Neither of those expressions make sense as written, because the units would be inconsistent. You can see that if you plug in some arbitrary values, for example $v_o = 36\ \mathrm{km/h}$ and $t = 0.37\ \mathrm{min}$. (I deliberately chose those to use different time units.) Then your $v$ would come out to e.g.:

$$\begin{aligned} v &= 36\ \mathrm{km/h} + 1.35 \cdot 0.37\ \mathrm{min} \\ &= 36\ \mathrm{km/h} + 0.4995\ \mathrm{min} \\ &= 10\ \mathrm{m/s} + 29.97\ \mathrm{s} \\ &= \text{nonsense!} \end{aligned}$$

and there's nothing you can do to $10\ \mathrm{m/s}$ and $29.97\ \mathrm{s}$ to get them to have the same units, which means you cannot add them together and get a physically meaningful value.


The correct solution, instead, is to include the units of your acceleration $a$ (in this case $a = 1.35\ \mathrm{m/s^2}$) in the expression, like this:

$$v = v_o + (1.35\ \mathrm{m/s^2})\,t$$

Then, plugging in the rest of the values with their respective units, you'll get a dimensionally consistent expression:

$$\begin{aligned} v &= 36\ \mathrm{km/h} + (1.35\ \mathrm{m/s^2}) \cdot 0.37\ \mathrm{min} \\ &= 36\ \mathrm{km/h} + 0.4995\ (\mathrm{min \cdot m/s^2}) \\ &= 10\ \mathrm{m/s} + 29.97\ \mathrm{m/s} \\ &= 39.97\ \mathrm{m/s} \\ &≈ 40\ \mathrm{m/s} \end{aligned}$$

(Huh, I didn't actually expect it to work out so close to such a nice round number when I picked my random values.)


BTW, as others have noted, when calculating with units you should treat each unit as if it were an (unknown) multiplicative constant. In other words:

$$1.35\ \mathrm{m/s^2} = 1.35 \cdot (1\ \mathrm{m}) \cdot (1/\mathrm{s^2})$$

The one case where "treating units as multiplicative constants" does not work is with "affine units" such as degrees Celsius or degrees Fahrenheit that conceal an extra additive constant in the notation. If you need to deal with those, the general solution is to convert them into the corresponding non-affine units such as Kelvins first.

════════════════

- **SET EXERCISE**
Answer from the passage on units:
(a) What value, with its units, does it give for the acceleration $a$?
(b) What rounded velocity does the dimensionally consistent calculation reach?
(c) Which two temperature units does it name as "affine units"?
Use only the passage on units; don't draw on outside knowledge.

- **DATA**
════════════════

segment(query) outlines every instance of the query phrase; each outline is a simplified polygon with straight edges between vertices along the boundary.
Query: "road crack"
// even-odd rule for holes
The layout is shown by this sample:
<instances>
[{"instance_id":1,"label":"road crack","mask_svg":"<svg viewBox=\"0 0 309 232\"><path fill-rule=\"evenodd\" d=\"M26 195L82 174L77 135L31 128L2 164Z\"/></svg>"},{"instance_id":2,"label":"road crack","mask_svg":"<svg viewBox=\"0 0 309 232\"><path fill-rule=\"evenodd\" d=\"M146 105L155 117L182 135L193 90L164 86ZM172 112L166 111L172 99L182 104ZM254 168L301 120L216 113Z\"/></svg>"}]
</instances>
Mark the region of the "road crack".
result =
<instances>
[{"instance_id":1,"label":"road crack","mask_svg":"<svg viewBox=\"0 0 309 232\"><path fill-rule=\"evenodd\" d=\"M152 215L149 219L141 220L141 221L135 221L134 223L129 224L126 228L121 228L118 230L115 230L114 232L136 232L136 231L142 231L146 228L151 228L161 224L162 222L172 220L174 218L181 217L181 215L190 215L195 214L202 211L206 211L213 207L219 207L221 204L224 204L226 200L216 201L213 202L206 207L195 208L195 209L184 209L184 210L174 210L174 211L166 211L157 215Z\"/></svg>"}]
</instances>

════════════════

- **EXERCISE OUTPUT**
(a) $1.35\ \mathrm{m/s^2}$
(b) About $40\ \mathrm{m/s}$
(c) Degrees Celsius and degrees Fahrenheit